• **THE TASK**: Decide whether each statement agrees with the soccer preview below. Answer yes or no for each and quote the deciding words from the preview. (a) Colorado allowed the fewest goals in the league last season. (b) Toronto lost several important players. (c) Tim Howard will not be back with Colorado.

** BEGIN PASSAGE SHOWN **

Predicted finish: 10th. Philadelphia have some good pieces, particularly in midfield, but a struggling central defense and a misfiring striker in C.J. Sapong (despite a strong start to last season) will keep Philadelphia near the bottom of the table.
Key Acquisitions: Clint Irwin (GK)…kinda. (Selected by Atlanta FC in the Expansion draft, traded back to Toronto in exchange for fullback Mark Bloom and allocation money).
Key Departures: Will Johnson (CM)
The Scoop: Sebastian Giovinco is the best player in MLS at the moment. Jozy Altidore finished the season on a hot streak. Michael Bradley is still one of the best central midfielders in the league. Considering the player losses suffered by the likes of NYCFC and the L.A. Galaxy, no other MLS club can boast as strong a Designated Player core as Toronto. Furthermore, Toronto’s supporting cast is excellent and only lost one important player in Johnson. Johnson’s spot in front of Bradley, however, will easily be filled in by any combination of Armando Cooper, Benoit Cheyrou, Marco Delgado, and Jonathan Osorio. Meanwhile, Toronto’s switch to a 3-5-2 formation at the second half of last year has made a massive difference. The return of wingbacks Justin Meram and Steven Beitashour, who somehow managed to avoid selection in the Expansion Draft, is especially crucial in making the formation tick.
Predicted finish: 1st. There is a reason that Toronto made it to all the way to the MLS Cup final last season. The Canadian club sports one of the best starting lineups in the league, and back it up with fantastic squad depth. They’re set to go the distance, and I expect they will do just that.
The Western Conference:
Key Acquisitions: Alan Gordon (ST), Bismarck Adjei-Boateng (CM)
Key Departures: Jermaine Jones (CM), Sebastian Le Toux (LM/RM), Marco Pappa (CM)
The Scoop: The Rapids are had an uncharacteristically good season last year that saw them finish second in the West. Their success was largely down their fantastic defensive record, conceding a league-low 32 goals, seven fewer than the next closest team. Colorado’s starting back five from last season will return, including star goalkeeper Tim Howard. However, though captain Sam Cronin will return to the center of the park, he will have to formulate a relationship with a new partner, as both Pappa and U.S. international Jones have parted ways with the club. Adjei-Boateng will most likely be tasked with filling this spot. The rapids will also return their three top scorers from last season in Shkelzen Gashi, Dominique Badji, and Kevin Doyle. If the Rapids can add greater offensive production, they could enjoy another impressive season.
Predicted finish: 4th. It’s yet to be seen if Colorado can recreate their offensive form from last season, but it seems unlikely. While the trio of Gashi, Badji, and Doyle tend to interchange throughout the game, the Rapids will need to start chipping in goals from the wide areas if they want to make significant progress this season. Still, the Rapids showed last year that they have what it takes to compete with their rivals. Considering the loss of key personnel to other teams in the conference, a top-half-of-the-table finish doesn’t seem that far-fetched.

** END PASSAGE SHOWN **
** BEGIN SUPPLIED ENTRIES **

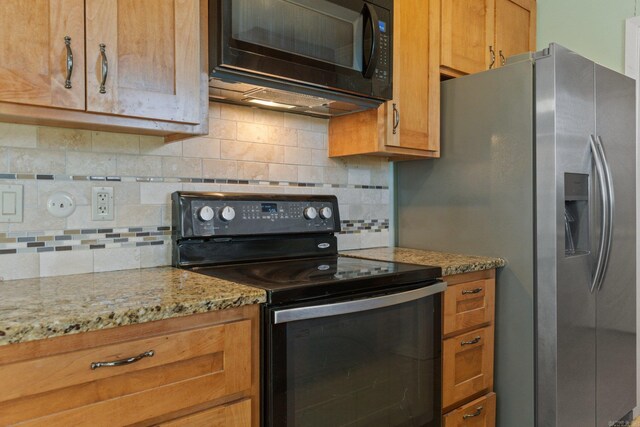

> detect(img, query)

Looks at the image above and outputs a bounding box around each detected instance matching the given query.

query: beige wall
[0,104,390,280]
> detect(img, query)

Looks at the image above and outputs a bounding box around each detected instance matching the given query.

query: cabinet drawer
[444,393,496,427]
[442,279,495,336]
[159,399,251,427]
[442,326,493,409]
[0,319,252,426]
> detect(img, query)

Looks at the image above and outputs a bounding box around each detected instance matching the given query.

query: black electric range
[172,192,446,427]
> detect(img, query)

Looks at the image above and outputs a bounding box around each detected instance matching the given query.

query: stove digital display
[262,203,278,213]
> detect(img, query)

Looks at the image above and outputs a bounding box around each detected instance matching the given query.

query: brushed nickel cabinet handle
[460,337,482,346]
[489,46,496,69]
[100,43,109,93]
[64,36,73,89]
[462,406,484,420]
[91,350,156,370]
[393,104,400,135]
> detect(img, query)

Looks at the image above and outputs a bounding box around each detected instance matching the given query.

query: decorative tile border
[340,219,389,234]
[0,219,389,255]
[0,173,389,190]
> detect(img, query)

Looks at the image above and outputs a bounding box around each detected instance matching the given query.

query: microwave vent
[244,87,331,108]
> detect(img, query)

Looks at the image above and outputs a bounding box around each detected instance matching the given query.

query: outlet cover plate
[91,187,114,221]
[0,184,23,223]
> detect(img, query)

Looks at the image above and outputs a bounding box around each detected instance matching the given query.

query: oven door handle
[273,282,447,325]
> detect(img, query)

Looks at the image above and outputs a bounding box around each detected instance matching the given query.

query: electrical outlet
[91,187,114,221]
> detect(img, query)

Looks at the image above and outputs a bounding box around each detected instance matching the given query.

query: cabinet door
[86,0,200,123]
[496,0,536,65]
[387,0,440,151]
[440,0,495,75]
[0,0,85,110]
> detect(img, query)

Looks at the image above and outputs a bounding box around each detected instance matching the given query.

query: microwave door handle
[590,135,609,293]
[596,136,615,291]
[273,282,447,325]
[362,3,380,79]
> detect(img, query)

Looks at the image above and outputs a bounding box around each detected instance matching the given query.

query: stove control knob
[320,206,333,219]
[304,206,318,219]
[198,206,214,222]
[220,206,236,222]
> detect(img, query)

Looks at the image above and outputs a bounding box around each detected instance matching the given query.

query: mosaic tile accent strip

** END SUPPLIED ENTRIES **

• **TASK RESULT**:
(a) Yes: "conceding a league-low 32 goals"
(b) No: "only lost one important player in Johnson"
(c) No: "Colorado’s starting back five from last season will return, including star goalkeeper Tim Howard"